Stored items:

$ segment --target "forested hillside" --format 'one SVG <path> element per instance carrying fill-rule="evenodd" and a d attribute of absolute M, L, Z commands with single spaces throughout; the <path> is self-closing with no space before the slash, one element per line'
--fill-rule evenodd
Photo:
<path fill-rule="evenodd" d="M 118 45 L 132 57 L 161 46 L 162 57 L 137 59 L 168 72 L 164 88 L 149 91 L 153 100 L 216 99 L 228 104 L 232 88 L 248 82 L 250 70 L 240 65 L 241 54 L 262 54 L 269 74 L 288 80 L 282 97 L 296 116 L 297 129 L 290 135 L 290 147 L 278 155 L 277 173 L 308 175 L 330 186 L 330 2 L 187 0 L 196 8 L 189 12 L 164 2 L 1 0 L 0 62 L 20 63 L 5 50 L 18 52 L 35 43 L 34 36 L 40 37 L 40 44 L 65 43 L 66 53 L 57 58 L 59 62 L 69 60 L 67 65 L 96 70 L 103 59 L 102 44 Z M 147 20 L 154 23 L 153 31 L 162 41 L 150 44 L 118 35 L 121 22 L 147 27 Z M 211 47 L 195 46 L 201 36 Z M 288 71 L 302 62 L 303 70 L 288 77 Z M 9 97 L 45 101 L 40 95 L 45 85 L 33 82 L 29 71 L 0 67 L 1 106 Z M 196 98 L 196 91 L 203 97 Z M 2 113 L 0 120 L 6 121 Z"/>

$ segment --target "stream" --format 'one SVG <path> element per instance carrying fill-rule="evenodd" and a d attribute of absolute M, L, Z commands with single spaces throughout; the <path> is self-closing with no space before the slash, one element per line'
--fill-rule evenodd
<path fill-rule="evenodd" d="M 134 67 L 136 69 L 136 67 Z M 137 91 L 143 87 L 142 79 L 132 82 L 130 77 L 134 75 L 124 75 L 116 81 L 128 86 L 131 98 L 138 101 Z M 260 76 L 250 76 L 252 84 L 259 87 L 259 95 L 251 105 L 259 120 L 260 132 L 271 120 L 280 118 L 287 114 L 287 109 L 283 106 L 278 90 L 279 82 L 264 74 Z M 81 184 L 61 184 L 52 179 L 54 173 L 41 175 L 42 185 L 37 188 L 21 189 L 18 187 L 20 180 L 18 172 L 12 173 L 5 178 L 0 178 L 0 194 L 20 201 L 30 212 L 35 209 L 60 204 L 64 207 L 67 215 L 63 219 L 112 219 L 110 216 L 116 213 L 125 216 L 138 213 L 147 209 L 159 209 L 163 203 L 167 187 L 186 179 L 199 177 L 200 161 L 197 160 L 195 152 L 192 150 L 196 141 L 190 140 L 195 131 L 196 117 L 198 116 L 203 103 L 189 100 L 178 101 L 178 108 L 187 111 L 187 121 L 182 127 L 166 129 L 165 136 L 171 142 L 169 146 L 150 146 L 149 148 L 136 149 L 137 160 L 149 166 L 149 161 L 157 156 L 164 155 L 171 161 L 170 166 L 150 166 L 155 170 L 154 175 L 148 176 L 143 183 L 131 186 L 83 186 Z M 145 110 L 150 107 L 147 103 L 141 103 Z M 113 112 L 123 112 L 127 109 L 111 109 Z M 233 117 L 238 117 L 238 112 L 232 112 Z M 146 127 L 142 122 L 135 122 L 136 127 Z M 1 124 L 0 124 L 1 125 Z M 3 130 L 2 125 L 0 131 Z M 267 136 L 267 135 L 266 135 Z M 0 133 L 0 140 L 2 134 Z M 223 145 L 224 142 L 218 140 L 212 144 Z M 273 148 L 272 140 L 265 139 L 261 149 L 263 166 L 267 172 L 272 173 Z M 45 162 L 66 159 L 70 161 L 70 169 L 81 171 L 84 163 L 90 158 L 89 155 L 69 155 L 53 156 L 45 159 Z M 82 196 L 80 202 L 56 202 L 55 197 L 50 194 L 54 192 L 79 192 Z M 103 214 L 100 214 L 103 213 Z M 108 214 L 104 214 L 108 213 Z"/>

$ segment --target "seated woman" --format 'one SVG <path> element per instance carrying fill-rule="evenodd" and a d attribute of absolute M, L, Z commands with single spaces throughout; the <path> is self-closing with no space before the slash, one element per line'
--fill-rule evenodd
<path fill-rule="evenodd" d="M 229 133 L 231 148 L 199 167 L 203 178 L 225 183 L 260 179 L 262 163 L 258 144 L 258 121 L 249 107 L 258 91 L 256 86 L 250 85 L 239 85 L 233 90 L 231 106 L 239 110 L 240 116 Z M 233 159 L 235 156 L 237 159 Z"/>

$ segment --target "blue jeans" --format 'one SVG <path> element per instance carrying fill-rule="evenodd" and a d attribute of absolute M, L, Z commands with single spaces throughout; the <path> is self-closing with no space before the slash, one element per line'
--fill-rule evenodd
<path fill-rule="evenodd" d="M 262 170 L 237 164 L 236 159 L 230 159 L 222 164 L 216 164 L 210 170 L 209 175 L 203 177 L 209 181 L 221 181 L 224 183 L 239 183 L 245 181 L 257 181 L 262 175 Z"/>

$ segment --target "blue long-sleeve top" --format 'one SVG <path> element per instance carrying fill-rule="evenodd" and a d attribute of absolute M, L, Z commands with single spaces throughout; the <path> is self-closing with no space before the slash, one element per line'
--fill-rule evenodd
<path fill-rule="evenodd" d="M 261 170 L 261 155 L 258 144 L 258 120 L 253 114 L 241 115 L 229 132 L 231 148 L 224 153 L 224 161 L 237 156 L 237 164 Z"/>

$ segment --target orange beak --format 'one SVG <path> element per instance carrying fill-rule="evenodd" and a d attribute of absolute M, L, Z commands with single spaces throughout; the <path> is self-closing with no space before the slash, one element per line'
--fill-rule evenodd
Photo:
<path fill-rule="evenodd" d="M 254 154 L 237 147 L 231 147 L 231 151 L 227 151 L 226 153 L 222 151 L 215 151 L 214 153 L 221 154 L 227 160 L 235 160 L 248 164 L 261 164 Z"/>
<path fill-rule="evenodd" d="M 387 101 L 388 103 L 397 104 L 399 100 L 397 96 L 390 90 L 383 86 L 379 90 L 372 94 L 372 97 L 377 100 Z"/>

- **Problem**
Copy every record above exactly as it stands.

- **Your solution**
$ segment --target "forested hillside" --format 'one SVG <path> element per instance carrying fill-rule="evenodd" and a d attribute of absolute M, L, Z commands with single spaces throughout; the <path> is self-closing with no space before the slash, one element per line'
--fill-rule evenodd
Photo:
<path fill-rule="evenodd" d="M 118 45 L 132 57 L 161 46 L 162 57 L 137 59 L 168 72 L 164 88 L 149 91 L 153 100 L 216 99 L 228 104 L 232 88 L 248 82 L 250 70 L 240 65 L 241 54 L 262 54 L 269 74 L 288 80 L 282 97 L 296 116 L 297 129 L 290 135 L 290 147 L 278 155 L 277 173 L 308 175 L 330 186 L 330 2 L 187 0 L 196 8 L 189 12 L 164 2 L 1 0 L 0 62 L 20 63 L 5 50 L 18 52 L 35 43 L 34 36 L 40 37 L 40 44 L 65 43 L 66 53 L 57 58 L 59 62 L 69 60 L 67 65 L 96 70 L 103 59 L 102 44 Z M 147 20 L 154 23 L 153 31 L 162 41 L 150 44 L 118 35 L 121 22 L 147 27 Z M 211 47 L 195 46 L 201 36 Z M 288 71 L 302 62 L 303 70 L 288 77 Z M 9 97 L 45 101 L 40 95 L 45 85 L 33 82 L 29 71 L 0 67 L 1 106 Z M 196 98 L 196 91 L 203 97 Z M 2 113 L 0 120 L 6 121 Z"/>

$ segment --target "stream" --format 'one SVG <path> element per instance carrying fill-rule="evenodd" and a d attribute of absolute M, L, Z commands with single spaces throughout; the <path> is self-closing with no space before the slash, one element per line'
--fill-rule evenodd
<path fill-rule="evenodd" d="M 134 67 L 136 69 L 136 67 Z M 137 91 L 143 87 L 142 79 L 132 82 L 130 77 L 134 75 L 124 75 L 116 81 L 128 86 L 131 98 L 138 101 Z M 260 76 L 250 76 L 252 84 L 259 87 L 259 95 L 251 105 L 259 120 L 260 132 L 271 120 L 280 118 L 287 114 L 287 109 L 283 106 L 278 90 L 279 82 L 264 74 Z M 81 184 L 61 184 L 52 179 L 54 173 L 41 175 L 42 185 L 37 188 L 21 189 L 18 187 L 20 180 L 18 172 L 12 173 L 5 178 L 0 178 L 0 194 L 20 201 L 30 212 L 35 209 L 60 204 L 64 207 L 67 215 L 63 219 L 112 219 L 110 216 L 116 213 L 125 216 L 138 213 L 147 209 L 159 209 L 163 203 L 167 187 L 186 179 L 199 177 L 200 161 L 197 160 L 195 152 L 192 150 L 196 141 L 190 140 L 195 131 L 196 117 L 198 116 L 203 103 L 189 100 L 178 101 L 178 108 L 187 111 L 187 121 L 182 127 L 166 129 L 165 136 L 171 142 L 169 146 L 150 146 L 149 148 L 136 149 L 137 160 L 149 166 L 149 161 L 157 156 L 164 155 L 171 161 L 170 166 L 150 166 L 155 170 L 154 175 L 148 176 L 143 183 L 131 186 L 83 186 Z M 145 110 L 150 107 L 147 103 L 141 103 Z M 113 112 L 123 112 L 127 109 L 111 109 Z M 233 117 L 238 117 L 238 112 L 232 112 Z M 146 127 L 142 122 L 135 122 L 136 127 Z M 1 124 L 0 124 L 1 125 Z M 3 130 L 2 125 L 0 131 Z M 267 136 L 267 135 L 266 135 Z M 0 133 L 0 140 L 2 134 Z M 223 145 L 224 142 L 218 140 L 212 144 Z M 273 148 L 272 140 L 265 139 L 261 149 L 263 166 L 267 172 L 272 173 Z M 45 162 L 66 159 L 70 161 L 70 169 L 81 171 L 84 163 L 90 158 L 89 155 L 69 155 L 53 156 L 45 159 Z M 82 196 L 80 202 L 56 202 L 55 197 L 50 194 L 54 192 L 79 192 Z M 103 214 L 100 214 L 103 213 Z M 108 214 L 104 214 L 108 213 Z"/>

$ segment --target "seated woman" --format 'one SVG <path> element per instance carrying fill-rule="evenodd" and a d attribute of absolute M, L, Z commands with single spaces throughout; the <path> is self-closing with no space before the slash, one element per line'
--fill-rule evenodd
<path fill-rule="evenodd" d="M 229 133 L 231 148 L 199 167 L 203 178 L 225 183 L 260 179 L 262 163 L 258 144 L 258 121 L 249 107 L 258 91 L 256 86 L 250 85 L 239 85 L 233 90 L 231 106 L 239 110 L 240 116 Z M 233 159 L 235 156 L 237 159 Z"/>

$ segment --target "blue jeans" --format 'one SVG <path> element per instance carrying fill-rule="evenodd" and a d attribute of absolute M, L, Z commands with single spaces throughout; the <path> is self-closing with no space before the slash, one element per line'
--fill-rule evenodd
<path fill-rule="evenodd" d="M 262 170 L 237 164 L 236 159 L 230 159 L 222 164 L 216 164 L 210 170 L 209 175 L 203 177 L 209 181 L 221 181 L 224 183 L 239 183 L 245 181 L 257 181 L 262 175 Z"/>

$ segment --target "blue long-sleeve top" --format 'one SVG <path> element per instance carrying fill-rule="evenodd" and a d attribute of absolute M, L, Z commands with single spaces throughout; the <path> is self-closing with no space before the slash, one element per line'
--fill-rule evenodd
<path fill-rule="evenodd" d="M 261 170 L 261 155 L 258 144 L 258 120 L 253 114 L 241 115 L 229 132 L 231 148 L 224 153 L 224 161 L 237 156 L 237 164 Z"/>

$ segment --target orange beak --format 'one SVG <path> element per instance carrying fill-rule="evenodd" and a d attribute of absolute M, L, Z commands with single spaces throughout; the <path> is self-closing with no space before the slash, one element per line'
--fill-rule evenodd
Photo:
<path fill-rule="evenodd" d="M 254 154 L 237 147 L 231 147 L 231 151 L 227 151 L 226 153 L 222 151 L 215 151 L 214 153 L 221 154 L 227 160 L 235 160 L 248 164 L 261 164 Z"/>
<path fill-rule="evenodd" d="M 387 101 L 388 103 L 397 104 L 399 100 L 397 96 L 390 90 L 383 86 L 379 90 L 372 94 L 372 97 L 377 100 Z"/>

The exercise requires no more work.